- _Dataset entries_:
>>>

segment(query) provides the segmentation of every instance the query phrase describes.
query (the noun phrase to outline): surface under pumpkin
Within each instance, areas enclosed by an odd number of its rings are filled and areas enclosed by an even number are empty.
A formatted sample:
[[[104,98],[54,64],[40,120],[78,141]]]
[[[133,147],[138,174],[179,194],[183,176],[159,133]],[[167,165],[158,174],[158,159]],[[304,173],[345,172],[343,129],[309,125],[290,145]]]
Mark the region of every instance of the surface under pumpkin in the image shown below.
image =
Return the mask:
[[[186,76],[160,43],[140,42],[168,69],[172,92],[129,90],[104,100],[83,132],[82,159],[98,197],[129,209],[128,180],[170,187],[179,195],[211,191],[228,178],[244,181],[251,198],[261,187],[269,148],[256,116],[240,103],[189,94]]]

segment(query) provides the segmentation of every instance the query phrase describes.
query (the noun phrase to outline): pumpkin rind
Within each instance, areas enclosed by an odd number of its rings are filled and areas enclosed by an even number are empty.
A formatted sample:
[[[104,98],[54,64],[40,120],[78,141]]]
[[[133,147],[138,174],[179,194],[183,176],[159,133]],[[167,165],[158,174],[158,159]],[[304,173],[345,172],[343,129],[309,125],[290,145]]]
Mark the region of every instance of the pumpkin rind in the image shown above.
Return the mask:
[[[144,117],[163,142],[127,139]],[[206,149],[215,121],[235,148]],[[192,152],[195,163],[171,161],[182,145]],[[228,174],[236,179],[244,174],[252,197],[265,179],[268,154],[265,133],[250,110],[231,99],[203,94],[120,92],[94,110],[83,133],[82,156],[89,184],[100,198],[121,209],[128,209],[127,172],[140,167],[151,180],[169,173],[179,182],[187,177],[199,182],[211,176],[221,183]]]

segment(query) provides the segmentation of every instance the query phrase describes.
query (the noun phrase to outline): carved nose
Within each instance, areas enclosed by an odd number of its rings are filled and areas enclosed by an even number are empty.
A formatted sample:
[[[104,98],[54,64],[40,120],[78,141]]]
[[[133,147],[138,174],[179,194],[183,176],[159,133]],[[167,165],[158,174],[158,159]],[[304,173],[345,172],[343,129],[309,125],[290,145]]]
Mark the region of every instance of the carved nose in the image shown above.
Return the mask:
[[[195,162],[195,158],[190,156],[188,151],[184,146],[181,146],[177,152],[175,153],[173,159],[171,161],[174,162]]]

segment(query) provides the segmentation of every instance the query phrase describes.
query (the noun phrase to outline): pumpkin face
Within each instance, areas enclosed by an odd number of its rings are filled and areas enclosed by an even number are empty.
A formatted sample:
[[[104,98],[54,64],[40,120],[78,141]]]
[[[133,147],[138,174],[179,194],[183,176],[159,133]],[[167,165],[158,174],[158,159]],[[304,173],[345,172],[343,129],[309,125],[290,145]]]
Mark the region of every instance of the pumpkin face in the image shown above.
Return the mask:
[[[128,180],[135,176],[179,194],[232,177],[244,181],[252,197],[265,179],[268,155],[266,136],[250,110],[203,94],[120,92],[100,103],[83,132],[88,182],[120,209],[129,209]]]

<<<

- _EXERCISE BRIEF_:
Give the data again in full, exactly.

- _RESPONSE AREA_:
segment(query) provides the segmentation of every instance the query phrase describes.
query (the noun phrase to outline): surface under pumpkin
Within each instance, areas enclosed by an odd number of its rings are filled and areas enclosed by an even number are empty.
A formatted sample:
[[[104,98],[54,64],[40,120],[78,141]]]
[[[133,147],[138,174],[179,194],[183,176],[159,133]],[[167,165],[158,174],[158,159]],[[304,173],[345,172],[343,129],[309,125],[290,145]]]
Mark the region of every instance of the surface under pumpkin in the image shown below.
image =
Return the mask:
[[[186,76],[160,43],[140,42],[168,69],[172,92],[129,90],[104,100],[83,132],[82,159],[98,197],[129,209],[128,180],[170,187],[179,195],[211,191],[228,178],[244,181],[251,198],[261,187],[269,148],[256,116],[240,103],[189,94]]]

segment(query) provides the segmentation of every instance the query phrase describes.
query (the noun phrase to outline): pumpkin rind
Within each instance, areas enclosed by an odd number of its rings are filled and areas enclosed by an even number are empty.
A formatted sample:
[[[104,98],[54,64],[40,120],[78,141]]]
[[[133,147],[138,174],[179,194],[183,176],[159,133]],[[167,165],[158,174],[158,159]],[[304,173],[345,172],[343,129],[309,125],[290,145]]]
Mark the region of every instance of the pumpkin rind in the image shown above.
Return the mask:
[[[144,117],[163,142],[127,139]],[[206,149],[215,121],[235,148]],[[192,152],[195,163],[171,161],[182,145]],[[228,174],[236,179],[244,174],[252,197],[265,179],[268,154],[265,133],[250,110],[231,99],[203,94],[120,92],[94,110],[83,133],[82,156],[89,184],[100,198],[121,209],[128,209],[127,172],[140,167],[151,180],[169,173],[179,182],[187,177],[199,182],[211,176],[221,183]]]

segment(query) provides the segmentation of every instance the query phrase describes.
query (the noun phrase to outline): carved nose
Within each instance, areas enclosed by an odd number of its rings are filled and areas enclosed by an even number are empty.
A formatted sample:
[[[104,98],[54,64],[40,120],[78,141]]]
[[[133,147],[138,174],[179,194],[183,176],[159,133]],[[167,165],[158,174],[158,159]],[[304,173],[345,172],[343,129],[309,125],[290,145]]]
Mark the region of every instance of the carved nose in the image shown above.
Return the mask:
[[[195,162],[195,158],[190,156],[188,151],[184,146],[181,146],[177,152],[175,153],[173,159],[171,161],[174,162]]]

segment(query) provides the segmentation of every instance the query phrase describes.
query (the noun phrase to outline): pumpkin face
Within each instance, areas enclosed by an odd number of its rings are filled and areas enclosed by an even number are empty.
A formatted sample:
[[[104,98],[54,64],[40,120],[78,141]]]
[[[133,147],[138,174],[179,194],[183,176],[159,133]],[[167,165],[158,174],[158,159]],[[304,173],[345,172],[343,129],[309,125],[290,145]]]
Mark the region of every instance of the pumpkin face in the image shown above.
Return the mask:
[[[128,180],[135,176],[179,194],[232,177],[244,181],[252,197],[265,179],[268,155],[266,136],[250,110],[203,94],[120,92],[100,103],[83,132],[88,182],[120,209],[129,209]]]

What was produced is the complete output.